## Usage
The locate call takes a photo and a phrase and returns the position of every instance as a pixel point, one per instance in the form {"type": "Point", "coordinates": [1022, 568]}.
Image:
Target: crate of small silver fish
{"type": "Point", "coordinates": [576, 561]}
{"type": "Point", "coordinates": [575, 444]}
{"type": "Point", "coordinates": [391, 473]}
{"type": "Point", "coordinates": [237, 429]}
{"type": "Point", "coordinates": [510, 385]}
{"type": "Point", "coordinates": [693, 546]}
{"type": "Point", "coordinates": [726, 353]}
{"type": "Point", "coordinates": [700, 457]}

* * *

Assignment
So that nothing is lost, return the listing exactly and completely.

Solution to this problem
## Usage
The locate call takes a photo and a phrase and returns the position of every instance as a pixel point, one per instance in the form {"type": "Point", "coordinates": [1022, 568]}.
Image:
Target: crate of small silver fish
{"type": "Point", "coordinates": [576, 561]}
{"type": "Point", "coordinates": [575, 444]}
{"type": "Point", "coordinates": [391, 473]}
{"type": "Point", "coordinates": [237, 429]}
{"type": "Point", "coordinates": [510, 385]}
{"type": "Point", "coordinates": [693, 546]}
{"type": "Point", "coordinates": [726, 353]}
{"type": "Point", "coordinates": [700, 457]}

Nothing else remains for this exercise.